### Required work
a: State whether each statement agrees with the Umiak I specifications, answering yes or no and quoting the deciding words: (i) the ship has five holds; (ii) the ship is driven by twin shafts; (iii) the ship carries four cranes.
b: Rewrite the part of the Umiak I specifications that opens with the words containing "General characteristics" and closes with "7S70ME-C (21,770 kW)", swapping "Draught" for "Draft".

### Text block
BEGIN
General characteristics
- Type: Bulk carrier
- Tonnage: 22,462 GT; 8,853 NT; 31,992 DWT;
- Length: 188.8 m (619 ft)
- Beam: 26.6 m (87 ft)
- Draught: 11.7 m (38 ft)
- Depth: 15.7 m (52 ft)
- Ice class: DNV ICE-15
- Installed power: MAN B&W-Hitachi 7S70ME-C (21,770 kW)
- Propulsion: Single shaft; controllable-pitch propeller with nozzle
- Speed: 13.5 knots (25.0 km/h; 15.5 mph); 3 knots (5.6 km/h; 3.5 mph) in 1.5-metre (5 ft) ice;
- Capacity: Five holds, 40,490 m^{3} (grain)
- Notes: Three cranes (1 × 50 tons; 2 × 30 tons)

= Umiak I =

Bulk carrier

Umiak I is a purpose-built ice-strengthened bulk carrier constructed for the Voisey's Bay Nickel Company, a wholly owned subsidiary of Vale, to transport ore from the Voisey's Bay Mine.
END
### Input data
BEGIN
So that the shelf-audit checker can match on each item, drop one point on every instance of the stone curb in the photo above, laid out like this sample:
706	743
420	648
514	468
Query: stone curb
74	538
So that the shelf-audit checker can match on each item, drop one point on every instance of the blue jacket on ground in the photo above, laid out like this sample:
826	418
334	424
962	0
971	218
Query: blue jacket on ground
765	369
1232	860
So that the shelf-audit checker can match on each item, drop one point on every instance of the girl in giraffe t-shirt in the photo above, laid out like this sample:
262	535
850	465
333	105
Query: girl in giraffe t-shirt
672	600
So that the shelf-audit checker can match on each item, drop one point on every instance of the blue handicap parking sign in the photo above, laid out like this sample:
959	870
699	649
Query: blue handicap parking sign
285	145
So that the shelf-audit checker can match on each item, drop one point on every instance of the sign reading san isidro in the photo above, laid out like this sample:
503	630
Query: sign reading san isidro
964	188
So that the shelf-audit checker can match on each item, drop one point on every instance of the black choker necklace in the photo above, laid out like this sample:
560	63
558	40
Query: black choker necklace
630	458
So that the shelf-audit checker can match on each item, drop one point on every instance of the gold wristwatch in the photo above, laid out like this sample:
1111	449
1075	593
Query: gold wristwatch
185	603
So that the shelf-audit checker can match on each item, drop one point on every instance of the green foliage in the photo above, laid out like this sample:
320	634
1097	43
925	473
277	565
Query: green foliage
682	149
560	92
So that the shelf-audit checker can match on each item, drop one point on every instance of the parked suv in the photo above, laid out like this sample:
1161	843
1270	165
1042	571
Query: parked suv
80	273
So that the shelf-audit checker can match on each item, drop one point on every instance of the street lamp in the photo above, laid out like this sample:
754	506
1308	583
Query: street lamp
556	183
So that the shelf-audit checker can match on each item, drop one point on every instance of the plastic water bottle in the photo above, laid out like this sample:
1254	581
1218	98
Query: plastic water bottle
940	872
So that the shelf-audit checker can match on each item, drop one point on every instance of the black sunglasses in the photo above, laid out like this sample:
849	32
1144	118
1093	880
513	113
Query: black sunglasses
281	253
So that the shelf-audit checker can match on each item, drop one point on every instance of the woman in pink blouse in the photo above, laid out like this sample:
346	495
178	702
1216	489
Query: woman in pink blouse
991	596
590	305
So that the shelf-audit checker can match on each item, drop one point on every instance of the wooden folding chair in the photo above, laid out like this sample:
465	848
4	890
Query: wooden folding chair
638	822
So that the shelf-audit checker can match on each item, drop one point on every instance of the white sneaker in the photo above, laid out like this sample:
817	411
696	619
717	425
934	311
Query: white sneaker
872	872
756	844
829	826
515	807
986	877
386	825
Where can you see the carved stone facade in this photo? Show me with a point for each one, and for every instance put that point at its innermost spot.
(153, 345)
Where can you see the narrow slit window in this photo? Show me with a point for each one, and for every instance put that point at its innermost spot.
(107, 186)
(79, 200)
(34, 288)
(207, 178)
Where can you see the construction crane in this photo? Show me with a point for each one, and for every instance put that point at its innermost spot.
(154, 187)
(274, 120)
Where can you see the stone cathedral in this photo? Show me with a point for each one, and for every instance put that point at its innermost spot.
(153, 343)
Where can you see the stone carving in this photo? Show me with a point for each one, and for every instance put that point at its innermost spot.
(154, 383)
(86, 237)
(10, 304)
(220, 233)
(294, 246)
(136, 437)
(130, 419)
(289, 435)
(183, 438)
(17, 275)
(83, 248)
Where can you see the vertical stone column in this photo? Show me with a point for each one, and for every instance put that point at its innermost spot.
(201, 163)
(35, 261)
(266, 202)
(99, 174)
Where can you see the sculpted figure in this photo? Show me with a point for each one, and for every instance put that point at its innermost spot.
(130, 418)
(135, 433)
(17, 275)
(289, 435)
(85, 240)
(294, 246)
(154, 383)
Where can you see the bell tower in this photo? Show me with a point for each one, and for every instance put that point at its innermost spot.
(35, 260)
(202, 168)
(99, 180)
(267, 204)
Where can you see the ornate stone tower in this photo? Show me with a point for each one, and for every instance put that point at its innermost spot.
END
### Outputs in order
a:
(i) Yes: "Five holds, 40,490 m^{3} (grain)"
(ii) No: "Single shaft"
(iii) No: "Three cranes (1 × 50 tons; 2 × 30 tons)"

b:
General characteristics
- Type: Bulk carrier
- Tonnage: 22,462 GT; 8,853 NT; 31,992 DWT;
- Length: 188.8 m (619 ft)
- Beam: 26.6 m (87 ft)
- Draft: 11.7 m (38 ft)
- Depth: 15.7 m (52 ft)
- Ice class: DNV ICE-15
- Installed power: MAN B&W-Hitachi 7S70ME-C (21,770 kW)